▸ **Task requirements**:
Please restate the records below word for word, leaving out every picture.

===== Recorded data

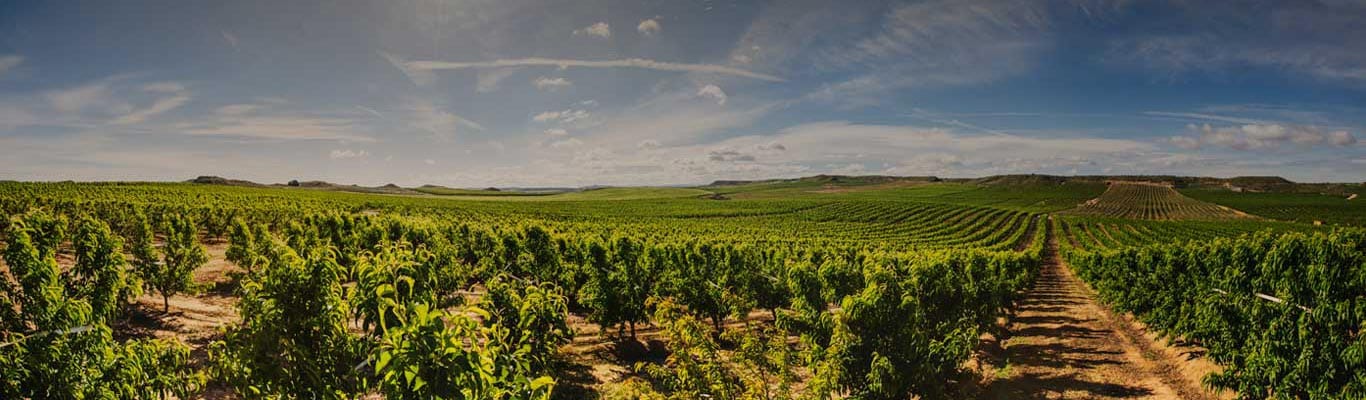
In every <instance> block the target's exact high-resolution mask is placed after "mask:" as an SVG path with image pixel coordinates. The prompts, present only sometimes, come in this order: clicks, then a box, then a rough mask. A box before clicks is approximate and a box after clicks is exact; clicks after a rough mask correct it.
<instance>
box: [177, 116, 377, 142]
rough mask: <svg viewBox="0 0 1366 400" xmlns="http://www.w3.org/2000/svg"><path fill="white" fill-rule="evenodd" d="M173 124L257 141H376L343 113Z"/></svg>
mask: <svg viewBox="0 0 1366 400" xmlns="http://www.w3.org/2000/svg"><path fill="white" fill-rule="evenodd" d="M175 127H176V128H179V131H180V132H184V134H187V135H195V137H231V138H240V139H257V141H343V142H374V141H376V139H374V138H370V137H366V135H363V134H359V132H357V127H355V123H354V122H352V120H350V119H344V117H322V116H234V117H225V119H216V120H210V122H201V123H186V124H178V126H175Z"/></svg>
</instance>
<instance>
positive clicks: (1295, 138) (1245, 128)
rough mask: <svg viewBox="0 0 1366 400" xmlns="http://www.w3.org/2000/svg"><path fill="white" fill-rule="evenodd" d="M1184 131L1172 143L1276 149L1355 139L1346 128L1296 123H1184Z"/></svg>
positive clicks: (1334, 142)
mask: <svg viewBox="0 0 1366 400" xmlns="http://www.w3.org/2000/svg"><path fill="white" fill-rule="evenodd" d="M1186 131H1187V132H1188V134H1190V135H1186V137H1173V138H1171V142H1172V143H1173V145H1176V146H1180V147H1183V149H1195V147H1199V146H1201V145H1213V146H1221V147H1228V149H1236V150H1265V149H1279V147H1281V146H1283V145H1285V143H1291V145H1299V146H1317V145H1322V143H1324V142H1328V143H1329V145H1333V146H1348V145H1354V143H1356V138H1355V137H1352V134H1351V132H1348V131H1333V132H1324V131H1322V130H1320V128H1318V127H1314V126H1296V124H1243V126H1229V127H1213V126H1210V124H1188V126H1186Z"/></svg>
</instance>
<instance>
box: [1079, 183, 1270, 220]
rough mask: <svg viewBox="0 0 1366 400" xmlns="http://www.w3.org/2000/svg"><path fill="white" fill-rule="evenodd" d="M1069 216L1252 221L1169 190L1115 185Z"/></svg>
mask: <svg viewBox="0 0 1366 400" xmlns="http://www.w3.org/2000/svg"><path fill="white" fill-rule="evenodd" d="M1068 214H1076V216H1094V217H1116V218H1134V220H1236V218H1249V216H1247V214H1244V213H1242V212H1238V210H1233V209H1229V208H1225V206H1220V205H1216V203H1206V202H1201V201H1197V199H1193V198H1188V197H1184V195H1182V194H1180V192H1177V191H1176V190H1175V188H1171V187H1168V186H1162V184H1153V183H1130V182H1112V183H1111V184H1109V188H1106V190H1105V192H1104V194H1101V195H1100V197H1097V198H1094V199H1090V201H1086V202H1085V203H1082V205H1079V206H1078V208H1076V209H1075V210H1071V212H1068Z"/></svg>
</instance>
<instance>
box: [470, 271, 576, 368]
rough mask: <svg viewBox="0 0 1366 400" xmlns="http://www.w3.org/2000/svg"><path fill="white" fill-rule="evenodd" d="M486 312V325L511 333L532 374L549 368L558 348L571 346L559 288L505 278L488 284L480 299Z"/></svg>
mask: <svg viewBox="0 0 1366 400" xmlns="http://www.w3.org/2000/svg"><path fill="white" fill-rule="evenodd" d="M479 309H482V310H488V311H489V314H490V315H489V317H488V325H497V326H501V329H503V330H505V332H510V334H511V337H508V340H511V341H512V343H516V344H518V345H519V347H520V348H523V349H525V354H523V355H520V358H523V359H526V360H527V363H529V365H530V366H531V369H533V370H534V371H544V370H546V369H549V367H550V365H552V362H553V360H555V355H556V354H557V352H559V348H560V345H563V344H566V343H570V339H572V334H574V330H570V325H568V322H567V321H566V317H567V315H568V309H567V304H566V300H564V296H563V295H560V289H559V288H556V287H555V285H553V284H549V283H540V284H535V283H525V281H520V280H516V278H511V277H507V276H499V277H494V278H493V280H490V281H489V283H488V294H485V295H484V298H482V299H481V300H479Z"/></svg>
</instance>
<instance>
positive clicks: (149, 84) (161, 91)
mask: <svg viewBox="0 0 1366 400" xmlns="http://www.w3.org/2000/svg"><path fill="white" fill-rule="evenodd" d="M142 90H145V91H149V93H180V91H184V90H186V89H184V85H180V83H176V82H156V83H148V85H143V86H142Z"/></svg>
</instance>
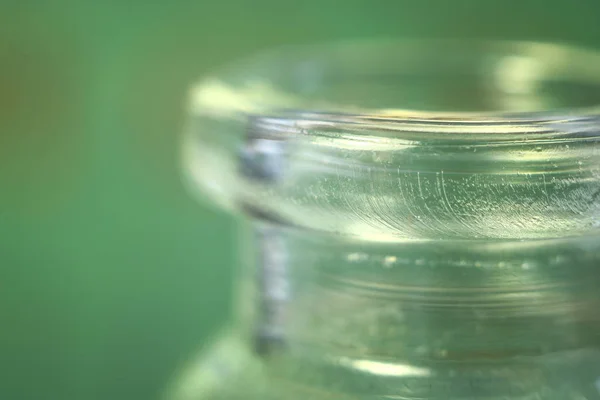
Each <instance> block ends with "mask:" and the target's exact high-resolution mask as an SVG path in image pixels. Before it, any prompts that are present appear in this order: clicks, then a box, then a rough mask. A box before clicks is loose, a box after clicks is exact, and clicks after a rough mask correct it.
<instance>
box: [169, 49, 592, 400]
mask: <svg viewBox="0 0 600 400" xmlns="http://www.w3.org/2000/svg"><path fill="white" fill-rule="evenodd" d="M190 99H191V100H190V103H189V105H190V120H189V126H188V129H187V131H186V135H185V140H184V144H183V158H184V166H185V172H186V177H187V179H188V182H189V183H190V188H191V189H192V190H193V191H198V192H199V193H200V195H201V196H203V197H204V198H209V199H211V201H212V202H214V203H216V204H218V205H219V206H220V207H223V208H226V209H228V210H231V212H234V213H236V214H237V215H239V217H240V229H241V231H242V232H243V234H242V235H241V237H242V240H241V244H240V248H239V250H236V251H238V254H239V260H240V262H239V267H240V268H239V279H238V288H239V289H238V291H237V293H238V300H239V301H238V302H237V304H238V305H239V306H238V307H237V309H236V312H235V318H233V321H232V322H231V324H230V326H229V327H228V328H227V329H225V330H224V332H223V334H222V336H221V337H220V338H219V339H218V340H216V341H215V343H214V345H213V346H212V347H210V348H209V349H207V351H206V352H205V353H204V354H203V355H202V357H200V359H199V361H196V362H194V363H192V364H190V365H189V366H188V367H187V369H185V370H184V371H183V372H182V375H181V379H179V380H178V381H177V382H176V384H175V385H174V387H173V390H172V392H171V395H170V398H171V399H173V400H193V399H211V400H212V399H224V400H225V399H227V400H234V399H245V400H252V399H261V400H263V399H264V400H266V399H286V400H296V399H302V400H305V399H315V400H317V399H318V400H320V399H332V400H337V399H340V400H341V399H446V400H450V399H556V400H568V399H578V400H579V399H600V290H599V289H600V270H599V269H600V240H599V239H600V236H599V234H598V228H599V227H600V108H599V107H598V105H600V54H599V53H596V52H594V51H591V50H586V49H579V48H574V47H565V46H559V45H554V44H543V43H521V42H485V41H483V42H477V41H475V42H464V41H443V40H440V41H381V40H380V41H365V42H347V43H334V44H327V45H322V46H308V47H292V48H283V49H278V50H275V51H273V52H270V53H266V54H263V55H260V56H258V57H256V58H253V59H249V60H246V61H244V62H240V63H239V64H237V65H235V66H233V67H232V68H230V69H226V70H223V71H222V73H220V74H218V75H216V76H213V77H207V78H205V79H204V80H203V81H202V82H201V83H200V84H198V85H197V86H196V87H194V88H193V90H192V92H191V97H190Z"/></svg>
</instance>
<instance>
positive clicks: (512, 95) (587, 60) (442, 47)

==========

▸ **Output below**:
In every <instance> block the target's exact high-resolution mask is placed after "mask:" as an SVG path with image pixel coordinates. The prompts, present only sometimes, come in this order: clicks, then a box, then a rough mask. A box before clicks is approximate and a box after clicks is exact; clicks after a rough mask correct it.
<instance>
box: [177, 116, 377, 142]
rough mask: <svg viewBox="0 0 1366 400" xmlns="http://www.w3.org/2000/svg"><path fill="white" fill-rule="evenodd" d="M173 124L257 141H376L343 113Z"/></svg>
mask: <svg viewBox="0 0 1366 400" xmlns="http://www.w3.org/2000/svg"><path fill="white" fill-rule="evenodd" d="M175 127H176V128H179V131H180V132H184V134H187V135H195V137H231V138H240V139H257V141H343V142H374V141H376V139H374V138H370V137H366V135H363V134H359V132H357V127H355V123H354V122H352V120H350V119H344V117H322V116H234V117H225V119H216V120H210V122H201V123H186V124H178V126H175Z"/></svg>
</instance>
<instance>
positive clicks: (1295, 138) (1245, 128)
rough mask: <svg viewBox="0 0 1366 400" xmlns="http://www.w3.org/2000/svg"><path fill="white" fill-rule="evenodd" d="M1184 131L1172 143L1276 149L1355 139L1346 128L1296 123H1184Z"/></svg>
positive clicks: (1334, 142)
mask: <svg viewBox="0 0 1366 400" xmlns="http://www.w3.org/2000/svg"><path fill="white" fill-rule="evenodd" d="M1186 131H1187V132H1188V134H1190V135H1186V137H1173V138H1171V142H1172V143H1173V145H1176V146H1180V147H1183V149H1195V147H1199V146H1201V145H1213V146H1221V147H1228V149H1236V150H1265V149H1279V147H1281V146H1283V145H1285V143H1291V145H1299V146H1317V145H1322V143H1324V142H1328V143H1329V145H1333V146H1348V145H1354V143H1356V138H1355V137H1352V134H1351V132H1348V131H1333V132H1324V131H1322V130H1320V128H1318V127H1314V126H1296V124H1243V126H1229V127H1213V126H1210V124H1188V126H1186Z"/></svg>
</instance>
<instance>
box: [1079, 183, 1270, 220]
rough mask: <svg viewBox="0 0 1366 400" xmlns="http://www.w3.org/2000/svg"><path fill="white" fill-rule="evenodd" d="M1069 216L1252 221L1169 190L1115 185Z"/></svg>
mask: <svg viewBox="0 0 1366 400" xmlns="http://www.w3.org/2000/svg"><path fill="white" fill-rule="evenodd" d="M1068 214H1076V216H1094V217H1116V218H1134V220H1236V218H1249V216H1247V214H1244V213H1242V212H1238V210H1233V209H1229V208H1225V206H1220V205H1216V203H1206V202H1201V201H1197V199H1193V198H1188V197H1184V195H1182V194H1180V192H1177V191H1176V190H1175V188H1171V187H1168V186H1162V184H1153V183H1130V182H1112V183H1111V184H1109V188H1106V190H1105V192H1104V194H1101V195H1100V197H1097V198H1094V199H1090V201H1086V202H1085V203H1082V205H1079V206H1078V208H1076V209H1075V210H1071V212H1068Z"/></svg>
</instance>
<instance>
box: [470, 271, 576, 368]
rough mask: <svg viewBox="0 0 1366 400" xmlns="http://www.w3.org/2000/svg"><path fill="white" fill-rule="evenodd" d="M486 312V325L511 333L532 374L549 368L558 348L571 346L559 288L505 278L488 284L480 299Z"/></svg>
mask: <svg viewBox="0 0 1366 400" xmlns="http://www.w3.org/2000/svg"><path fill="white" fill-rule="evenodd" d="M479 309H482V310H488V311H489V314H490V315H489V317H488V325H497V326H501V329H503V330H505V332H510V334H511V337H508V340H511V341H512V343H516V344H518V345H519V347H520V348H523V349H525V354H523V355H520V358H523V359H526V360H527V363H529V365H530V366H531V369H533V370H534V371H544V370H546V369H549V367H550V365H552V362H553V360H555V355H556V354H557V352H559V348H560V345H563V344H566V343H570V339H572V334H574V330H570V325H568V322H567V321H566V317H567V315H568V309H567V304H566V300H564V296H563V295H560V289H559V288H556V287H555V285H553V284H549V283H540V284H535V283H525V281H520V280H516V278H511V277H507V276H499V277H494V278H493V280H490V281H489V283H488V294H485V295H484V298H482V299H481V300H479Z"/></svg>
</instance>
<instance>
positive clicks: (149, 84) (161, 91)
mask: <svg viewBox="0 0 1366 400" xmlns="http://www.w3.org/2000/svg"><path fill="white" fill-rule="evenodd" d="M142 90H145V91H149V93H180V91H184V90H186V89H184V85H180V83H176V82H156V83H148V85H143V86H142Z"/></svg>
</instance>
Each <instance> block ends with "mask:" and the target's exact high-resolution mask as an SVG path in image pixels. Before it, any prompts that are present appear in this order: clicks, then a box, then a rough mask. A box before clicks is loose, a box after clicks is exact, and clicks after a rough mask correct it.
<instance>
box: [169, 49, 592, 400]
mask: <svg viewBox="0 0 600 400" xmlns="http://www.w3.org/2000/svg"><path fill="white" fill-rule="evenodd" d="M190 99H191V100H190V103H189V105H190V120H189V126H188V129H187V131H186V135H185V140H184V144H183V158H184V166H185V172H186V177H187V179H188V182H189V183H190V188H191V189H192V190H193V191H198V192H199V193H200V195H201V196H203V197H204V198H209V199H211V201H212V202H214V203H216V204H218V205H219V206H220V207H223V208H226V209H228V210H231V212H234V213H236V214H237V215H239V217H240V229H241V231H242V232H243V234H242V235H241V237H242V240H241V244H240V248H239V250H236V251H238V254H239V260H240V262H239V267H240V268H239V279H238V288H239V289H238V291H237V293H238V300H239V301H238V302H237V304H238V305H239V306H238V307H237V309H236V312H235V318H233V321H232V322H231V324H230V326H229V327H228V328H227V329H225V330H224V332H223V334H222V336H221V337H220V338H219V339H218V340H216V341H215V343H214V345H213V346H212V347H210V348H209V349H207V351H206V352H205V353H204V354H203V355H202V357H200V359H199V361H196V362H194V363H192V364H190V365H189V366H188V367H187V369H185V370H184V371H183V372H182V375H181V379H179V380H178V381H177V382H176V384H175V385H174V387H173V390H172V392H171V395H170V398H171V399H173V400H193V399H211V400H212V399H224V400H225V399H227V400H234V399H245V400H252V399H261V400H263V399H264V400H266V399H286V400H296V399H302V400H305V399H315V400H317V399H318V400H320V399H332V400H337V399H340V400H341V399H446V400H450V399H556V400H568V399H578V400H579V399H600V290H599V289H600V270H599V269H600V240H599V239H600V236H599V234H598V228H599V227H600V108H599V107H598V105H600V54H599V53H596V52H594V51H591V50H586V49H579V48H574V47H565V46H559V45H554V44H543V43H521V42H485V41H483V42H477V41H475V42H464V41H443V40H440V41H381V40H380V41H365V42H347V43H334V44H327V45H322V46H308V47H292V48H283V49H278V50H275V51H273V52H270V53H266V54H263V55H260V56H258V57H256V58H253V59H249V60H246V61H244V62H240V63H239V64H237V65H235V66H233V67H232V68H230V69H226V70H223V71H222V73H220V74H218V75H216V76H213V77H207V78H205V79H204V80H203V81H202V82H201V83H200V84H198V85H197V86H196V87H194V88H193V90H192V92H191V97H190Z"/></svg>
</instance>
<instance>
positive clicks: (512, 95) (587, 60) (442, 47)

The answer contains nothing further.